(Directions for this task): Carry on the Enroll-HD PDS6 documentation text from the point where it stops.

#### Text segment

PDS Documentation Hub

1 Overview

1.1 Dataset

Extraction

The data contained in Enroll-HD PDS6 was extracted from the Enroll-HD electronic data capture (EDC) database on November 4, 2022, at 10:00 UTC.


Data sources

The PDS6 dataset encompasses data exclusively from Enroll-HD participants, collected from several sources. These sources are the Enroll-HD study, the REGISTRY study, and clinical data collected in adhoc visits outside of the aforementioned studies.

Enroll-HD is an observational cohort study and global clinical research platform designed to facilitate Huntington’s disease (HD) clinical research. It includes participants from North America, Europe, Australasia, and Latin America. The study started in 2012 and is still active and actively recruiting.

REGISTRY is an observational cohort study of HD conducted in Europe. The study started in 2004 and concluded in 2015. As Enroll-HD began, REGISTRY sites and participants began to transition into Enroll-HD. Enroll-HD dataset releases include individuals who initially participated in REGISTRY then consequently enrolled in Enroll-HD and consented to the migration of their REGISTRY data into the Enroll-HD dataset. Registry data are available for a subset of Enroll-HD participants.

Clinical data from additional sources (Ad Hoc data) are available for a subset of Enroll-HD participants. These data were collected at routine clinical visits outside of the Enroll-HD and REGISTRY studies, and comprise HD assessment data (e.g., UHDRS Motor). The date of collection of these data typically pre-date a participant’s enrollment into REGISTRY or Enroll-HD.

Study specific protocols, annotated eCRFs, and data collection guidelines are housed on the Documentation page of the Enroll-HD website.


Participant inclusion

To be included in the PDS6 release, participant’s data had to meet several requirements. Figure 1.1 illustrates the number of participants whose data met each of the predefined inclusion requirement and illustrates how the final sample size of PDS6 was determined.

Figure 1.1: Participant flow chart for inclusion in PDS6.

Due to data exclusion requirements, not all participants enrolled in Enroll-HD at the time of PDS6 data cut are included in PDS6. Similarly, not all participants included in PDS5 are included in PDS6. Data from 200 participants who were included in PDS5 were not included in the current PDS release. Enroll-HD is an active, longitudinal study. A participant eligible for inclusion for one release may be ineligible the next (e.g., participant data quarantined). Data for PDS5 participants not included in PDS6 may be available through specified dataset (SPS) request.

1.2 Sample Size

PDS6 contains data on 25,550 Enroll-HD participants. Sample size by PDS release is presented in Figure 1.2 .

Figure 1.2: Enroll-HD sample size by PDS release.

########
#### Data extracts

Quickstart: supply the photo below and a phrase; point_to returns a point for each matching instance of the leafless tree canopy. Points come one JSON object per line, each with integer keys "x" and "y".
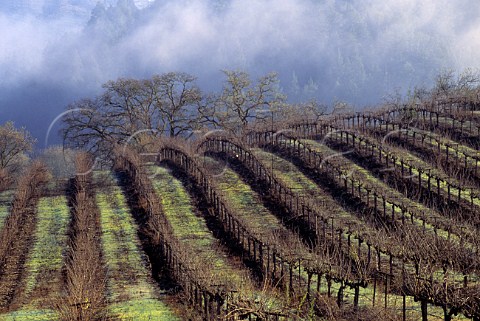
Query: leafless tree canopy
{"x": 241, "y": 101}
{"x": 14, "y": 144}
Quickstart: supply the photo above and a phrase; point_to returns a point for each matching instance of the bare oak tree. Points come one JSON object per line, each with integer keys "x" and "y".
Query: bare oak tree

########

(Answer section):
1.3 Visits

PDS6 contains data from 95,038 visits (baseline and follow-up visits only; all sources). Of these, 78,728 were Enroll-HD visits. The remainder are from Registry (N = 15,292) and ‘Ad Hoc’ sources (N = 1,018). A breakdown of visits by data source is provided in Table 1.1. Number of Enroll-HD visits only by PDS release are illustrated in Figure 1.3.

Table 1.1: Number of visits in PDS6 by constituent data source. Participant number indicates the number of EnrollHD participants with visit data available for the indicated data source (maximum N = 25,550)
Data source Participants Visits
Enroll-HD 25550 78728
Registry 3 4337 10114
Registry 2 2153 5178
Ad Hoc 316 1018
Total 95038

Figure 1.3: Enroll-HD visits only (baseline and follow-up only) by PDS release.

Considering baseline and follow-up visits from Enroll-HD only, total number of visits per participant in PDS6 ranges from 1 to 10. In Figure 1.4 , we illustrate participant counts by maximum number of Enroll-HD visits. Each participant is represented once, included in the bar indicative of their maximum number of visits. In Figure 1.5, we illustrate maximum participant counts for a specific number of visits. This plot is cumulative, the goal being to illustrate largest available sample size for a specific number of visits. For example, the participant with 10 visits is represented in visit bars 1 through 10, the participants with 9 visits are represented in visit bars 1 through 9, and so on.

Figure 1.4: Participant counts by maximum number of Enroll-HD visits (baseline and follow-up visits only, unscheduledvisits and phone contacts excluded). Full sample represented(N = 25,550, Missing N = 0).

Figure 1.5: Maximum participant counts for a specific number of Enroll-HD visits (baseline and follow-up visits only; unscheduled visits and phone contacts excluded). Cumulative plot. Full sample represented (N = 25,550; Missing N = 0).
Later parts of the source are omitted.